Required task 1
Answer these from the blog excerpt, one line each:
(a) What was knocking at PIC's door two days before the September post?
(b) Which city are the big disks said to be reluctant to get to?
(c) What date is given for the post titled "Believe us, PIC is Ok"?

Document excerpt
⁂

Friday, 18 September 2009

One Petabyte knocking at the door

This is just a micro-post, to show you who I found two days ago knocking at PIC's door just when I was leaving the office.
Yes! the long-awaited Petabyte that will push our capacity up to the 2009 MoU pledges was there.
It will be a tricky path the one we have to walk from these nice wooden boxes to the WLCG SRM service (the first one seems to be the big disks are reluctant to get to Barcelona).
Busy weeks ahead... but the goal is clear: fill up those disks with LHC data.

Friday, 28 August 2009

Believe us, PIC is Ok

Scary, isn't it? PIC availability has been bully red in the last 24h but, sadly, there was not much we could do.

⁂

Required task 2
Please turn part of the rows below into a Markdown table with the columns No. and Line, one numbered line per table row and no blank lines. The part opens with the row containing "locate every low" and closes with the row containing "[516, 187, 640, 228]", with both ends included.

⁂

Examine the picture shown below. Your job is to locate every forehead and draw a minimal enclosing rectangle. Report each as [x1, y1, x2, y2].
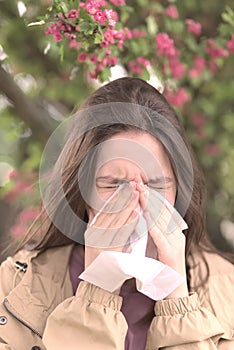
[97, 132, 174, 177]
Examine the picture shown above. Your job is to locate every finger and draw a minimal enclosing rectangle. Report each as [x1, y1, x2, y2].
[90, 184, 132, 226]
[144, 212, 169, 250]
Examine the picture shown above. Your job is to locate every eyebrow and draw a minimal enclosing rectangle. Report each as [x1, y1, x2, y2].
[96, 176, 174, 185]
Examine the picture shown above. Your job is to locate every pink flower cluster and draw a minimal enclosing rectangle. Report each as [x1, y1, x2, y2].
[79, 0, 119, 28]
[168, 55, 186, 79]
[185, 18, 201, 36]
[155, 33, 176, 57]
[4, 170, 34, 203]
[189, 56, 206, 78]
[192, 114, 206, 139]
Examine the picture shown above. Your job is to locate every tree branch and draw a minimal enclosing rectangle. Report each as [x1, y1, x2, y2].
[0, 65, 58, 145]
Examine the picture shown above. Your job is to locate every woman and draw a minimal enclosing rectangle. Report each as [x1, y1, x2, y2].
[0, 78, 234, 350]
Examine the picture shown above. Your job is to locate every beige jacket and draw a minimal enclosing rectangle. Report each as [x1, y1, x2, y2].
[0, 245, 234, 350]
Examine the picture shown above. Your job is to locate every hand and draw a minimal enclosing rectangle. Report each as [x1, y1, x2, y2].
[85, 184, 139, 268]
[137, 183, 188, 298]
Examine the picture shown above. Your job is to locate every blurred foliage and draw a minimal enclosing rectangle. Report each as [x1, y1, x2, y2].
[0, 0, 234, 249]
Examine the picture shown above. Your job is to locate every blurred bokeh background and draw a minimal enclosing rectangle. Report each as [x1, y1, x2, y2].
[0, 0, 234, 259]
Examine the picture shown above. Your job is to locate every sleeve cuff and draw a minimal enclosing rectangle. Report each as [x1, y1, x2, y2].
[76, 281, 123, 311]
[154, 293, 200, 316]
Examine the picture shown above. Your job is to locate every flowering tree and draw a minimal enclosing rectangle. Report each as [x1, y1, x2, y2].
[0, 0, 234, 252]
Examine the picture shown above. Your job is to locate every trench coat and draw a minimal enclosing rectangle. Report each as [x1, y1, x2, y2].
[0, 245, 234, 350]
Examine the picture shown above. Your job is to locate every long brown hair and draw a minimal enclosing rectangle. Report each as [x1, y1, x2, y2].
[16, 77, 231, 286]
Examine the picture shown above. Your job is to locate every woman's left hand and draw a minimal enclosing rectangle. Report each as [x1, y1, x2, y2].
[137, 184, 188, 298]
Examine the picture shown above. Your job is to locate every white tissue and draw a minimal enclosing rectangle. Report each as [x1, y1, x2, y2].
[79, 190, 188, 300]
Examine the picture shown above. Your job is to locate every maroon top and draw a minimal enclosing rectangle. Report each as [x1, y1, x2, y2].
[69, 246, 155, 350]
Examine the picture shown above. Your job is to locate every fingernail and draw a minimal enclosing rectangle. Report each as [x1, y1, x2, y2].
[129, 181, 136, 189]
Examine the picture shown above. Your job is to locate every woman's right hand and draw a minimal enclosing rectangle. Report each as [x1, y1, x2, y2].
[85, 182, 139, 269]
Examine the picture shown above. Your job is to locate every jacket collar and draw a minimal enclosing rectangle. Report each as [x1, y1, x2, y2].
[4, 244, 74, 336]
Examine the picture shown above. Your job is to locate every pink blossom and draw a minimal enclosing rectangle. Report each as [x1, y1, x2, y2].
[168, 57, 186, 79]
[165, 5, 179, 19]
[226, 34, 234, 53]
[68, 40, 82, 50]
[89, 69, 98, 79]
[10, 223, 28, 238]
[185, 18, 201, 36]
[136, 57, 149, 67]
[104, 9, 118, 28]
[131, 29, 146, 38]
[205, 143, 220, 157]
[192, 114, 206, 127]
[9, 169, 20, 180]
[67, 9, 79, 19]
[107, 56, 118, 66]
[110, 0, 126, 6]
[206, 39, 228, 59]
[77, 52, 88, 62]
[53, 32, 63, 42]
[89, 53, 98, 63]
[209, 61, 218, 74]
[196, 127, 206, 140]
[189, 56, 206, 78]
[85, 2, 97, 15]
[165, 88, 190, 107]
[93, 10, 107, 24]
[155, 33, 176, 56]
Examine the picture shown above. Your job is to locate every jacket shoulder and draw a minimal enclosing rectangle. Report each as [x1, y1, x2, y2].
[0, 249, 36, 300]
[191, 252, 234, 339]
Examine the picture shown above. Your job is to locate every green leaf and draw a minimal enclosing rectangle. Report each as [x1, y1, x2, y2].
[98, 67, 111, 83]
[27, 19, 45, 27]
[120, 6, 134, 24]
[59, 44, 64, 62]
[79, 21, 94, 35]
[79, 8, 93, 21]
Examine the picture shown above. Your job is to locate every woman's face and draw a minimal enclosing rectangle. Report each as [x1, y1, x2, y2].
[95, 131, 176, 205]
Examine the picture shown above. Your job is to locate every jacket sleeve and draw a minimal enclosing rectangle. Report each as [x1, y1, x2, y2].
[146, 293, 234, 350]
[42, 281, 127, 350]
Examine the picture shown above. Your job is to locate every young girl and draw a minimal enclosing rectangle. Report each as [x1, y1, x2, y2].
[0, 78, 234, 350]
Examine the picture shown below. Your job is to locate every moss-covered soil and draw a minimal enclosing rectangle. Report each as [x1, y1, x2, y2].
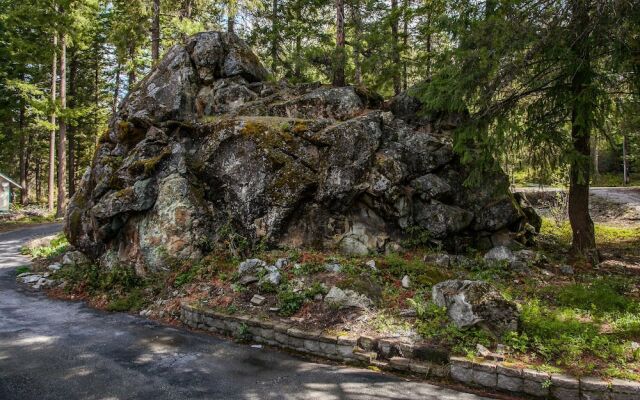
[21, 212, 640, 380]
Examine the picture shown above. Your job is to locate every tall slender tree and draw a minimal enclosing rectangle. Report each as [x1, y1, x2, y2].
[333, 0, 346, 86]
[151, 0, 160, 64]
[47, 33, 58, 212]
[56, 30, 67, 218]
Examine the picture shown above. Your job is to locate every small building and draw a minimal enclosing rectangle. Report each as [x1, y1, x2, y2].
[0, 172, 22, 213]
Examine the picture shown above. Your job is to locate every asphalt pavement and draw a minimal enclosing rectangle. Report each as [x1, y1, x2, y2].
[0, 225, 484, 400]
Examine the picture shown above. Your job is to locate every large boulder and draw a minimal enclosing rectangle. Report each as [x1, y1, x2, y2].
[65, 32, 528, 274]
[431, 280, 519, 337]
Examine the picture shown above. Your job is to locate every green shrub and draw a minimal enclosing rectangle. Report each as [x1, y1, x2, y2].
[278, 288, 305, 317]
[20, 233, 69, 258]
[556, 278, 636, 312]
[511, 300, 627, 371]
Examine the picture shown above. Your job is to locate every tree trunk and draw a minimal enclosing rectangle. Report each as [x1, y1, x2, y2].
[622, 130, 629, 186]
[271, 0, 280, 75]
[129, 43, 136, 92]
[35, 157, 42, 204]
[402, 0, 410, 91]
[351, 1, 362, 85]
[47, 34, 58, 213]
[67, 47, 78, 197]
[18, 100, 29, 206]
[56, 33, 67, 218]
[293, 4, 302, 80]
[151, 0, 160, 65]
[333, 0, 346, 86]
[591, 131, 600, 179]
[569, 0, 598, 262]
[227, 0, 236, 33]
[111, 61, 122, 115]
[180, 0, 193, 21]
[391, 0, 402, 96]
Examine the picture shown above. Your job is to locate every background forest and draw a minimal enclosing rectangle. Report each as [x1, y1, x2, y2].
[0, 0, 640, 253]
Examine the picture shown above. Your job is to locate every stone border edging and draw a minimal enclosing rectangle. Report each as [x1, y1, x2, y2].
[180, 303, 640, 400]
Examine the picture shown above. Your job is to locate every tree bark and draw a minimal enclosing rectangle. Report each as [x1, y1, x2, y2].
[35, 157, 42, 204]
[67, 48, 78, 197]
[333, 0, 346, 86]
[111, 61, 122, 114]
[591, 131, 600, 178]
[129, 43, 136, 92]
[402, 0, 410, 91]
[47, 34, 58, 213]
[271, 0, 280, 74]
[18, 100, 29, 206]
[56, 33, 67, 218]
[569, 0, 598, 262]
[180, 0, 193, 20]
[351, 1, 362, 85]
[391, 0, 402, 96]
[293, 3, 302, 80]
[227, 0, 236, 33]
[151, 0, 160, 65]
[622, 130, 629, 186]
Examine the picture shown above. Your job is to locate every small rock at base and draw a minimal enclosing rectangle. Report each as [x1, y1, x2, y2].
[47, 263, 62, 271]
[239, 275, 258, 286]
[560, 264, 575, 275]
[476, 343, 491, 358]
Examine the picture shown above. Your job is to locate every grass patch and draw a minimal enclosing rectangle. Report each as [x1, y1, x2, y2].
[540, 218, 640, 246]
[20, 233, 69, 258]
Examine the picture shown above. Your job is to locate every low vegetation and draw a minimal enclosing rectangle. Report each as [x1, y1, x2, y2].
[23, 219, 640, 379]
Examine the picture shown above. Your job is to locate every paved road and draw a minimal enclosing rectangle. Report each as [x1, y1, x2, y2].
[0, 226, 496, 400]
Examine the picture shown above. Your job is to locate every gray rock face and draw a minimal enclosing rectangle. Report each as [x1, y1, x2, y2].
[484, 246, 516, 263]
[62, 251, 89, 265]
[65, 32, 528, 279]
[431, 280, 518, 336]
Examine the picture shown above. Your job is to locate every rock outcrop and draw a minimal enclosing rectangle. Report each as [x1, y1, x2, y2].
[65, 32, 535, 273]
[431, 280, 519, 337]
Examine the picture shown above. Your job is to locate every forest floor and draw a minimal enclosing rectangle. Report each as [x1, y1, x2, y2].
[0, 206, 55, 232]
[18, 190, 640, 386]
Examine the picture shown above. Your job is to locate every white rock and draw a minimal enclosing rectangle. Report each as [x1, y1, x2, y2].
[431, 280, 519, 336]
[62, 251, 89, 265]
[238, 258, 267, 275]
[47, 263, 62, 271]
[260, 270, 282, 286]
[324, 286, 373, 309]
[560, 264, 575, 275]
[476, 343, 491, 357]
[20, 274, 42, 285]
[324, 263, 342, 272]
[484, 246, 516, 263]
[251, 294, 266, 306]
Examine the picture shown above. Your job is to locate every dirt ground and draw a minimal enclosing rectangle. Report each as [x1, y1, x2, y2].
[516, 187, 640, 228]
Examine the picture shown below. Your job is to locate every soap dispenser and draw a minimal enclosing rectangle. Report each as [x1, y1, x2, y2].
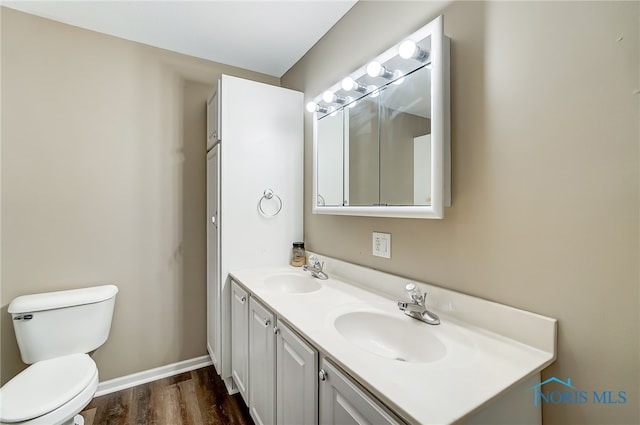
[291, 242, 307, 267]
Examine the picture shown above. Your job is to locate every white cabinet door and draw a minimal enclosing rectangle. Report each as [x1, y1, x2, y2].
[231, 282, 249, 405]
[276, 320, 318, 425]
[206, 145, 221, 373]
[320, 358, 402, 425]
[249, 297, 276, 425]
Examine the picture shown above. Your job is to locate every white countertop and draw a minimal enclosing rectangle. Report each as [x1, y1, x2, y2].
[231, 260, 556, 424]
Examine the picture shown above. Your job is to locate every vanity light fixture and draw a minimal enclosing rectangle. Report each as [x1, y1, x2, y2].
[341, 77, 373, 93]
[398, 40, 429, 62]
[367, 61, 396, 80]
[307, 101, 329, 114]
[322, 90, 350, 105]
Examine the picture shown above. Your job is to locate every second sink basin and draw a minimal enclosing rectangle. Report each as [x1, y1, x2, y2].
[264, 273, 320, 294]
[334, 311, 447, 363]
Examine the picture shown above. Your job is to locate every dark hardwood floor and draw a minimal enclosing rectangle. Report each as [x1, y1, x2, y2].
[81, 366, 253, 425]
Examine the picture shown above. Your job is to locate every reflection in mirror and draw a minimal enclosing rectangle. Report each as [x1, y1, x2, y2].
[316, 109, 346, 206]
[344, 95, 380, 206]
[379, 66, 431, 205]
[307, 16, 450, 218]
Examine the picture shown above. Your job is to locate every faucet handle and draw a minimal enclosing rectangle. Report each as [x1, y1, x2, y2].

⁂

Reply 1
(a) The long-awaited Petabyte that will push PIC's capacity up to the 2009 MoU pledges.
(b) Barcelona.
(c) Friday, 28 August 2009.

Reply 2
| No. | Line |
|---|---|
| 1 | Examine the picture shown above. Your job is to locate every low vegetation and draw a minimal enclosing rectangle. Report each as [x1, y1, x2, y2]. |
| 2 | [23, 219, 640, 379] |
| 3 | Examine the picture shown above. Your job is to locate every paved road and draw a minimal enclosing rectangle. Report each as [x1, y1, x2, y2]. |
| 4 | [0, 226, 496, 400] |
| 5 | Examine the picture shown above. Your job is to locate every gray rock face and draw a minimal enclosing rectangle. Report each as [x1, y1, x2, y2]. |
| 6 | [484, 246, 516, 263] |
| 7 | [62, 251, 89, 265] |
| 8 | [65, 32, 528, 279] |
| 9 | [431, 280, 518, 336] |
| 10 | Examine the picture shown above. Your job is to locate every rock outcrop and draw a minimal enclosing rectangle. Report each as [x1, y1, x2, y2]. |
| 11 | [65, 32, 535, 273] |
| 12 | [431, 280, 519, 337] |
| 13 | Examine the picture shown above. Your job is to locate every forest floor and draw a minimal enclosing rectangle. Report each as [x1, y1, x2, y2]. |
| 14 | [0, 206, 55, 232] |
| 15 | [18, 190, 640, 386] |
| 16 | Examine the picture shown above. Your job is to locate every white rock and draw a minimal enclosing rectangle. Report each as [x1, y1, x2, y2]. |
| 17 | [431, 280, 519, 336] |
| 18 | [62, 251, 89, 265] |
| 19 | [238, 258, 267, 275] |
| 20 | [47, 263, 62, 271] |
| 21 | [260, 270, 282, 286] |
| 22 | [324, 286, 373, 309] |
| 23 | [560, 264, 575, 275] |
| 24 | [476, 343, 491, 357] |
| 25 | [20, 274, 42, 285] |
| 26 | [324, 263, 342, 272] |
| 27 | [484, 246, 516, 263] |
| 28 | [251, 294, 266, 306] |
| 29 | Examine the picture shown above. Your job is to locate every dirt ground and draw a minimal enclosing rectangle. Report each as [x1, y1, x2, y2]. |
| 30 | [516, 187, 640, 228] |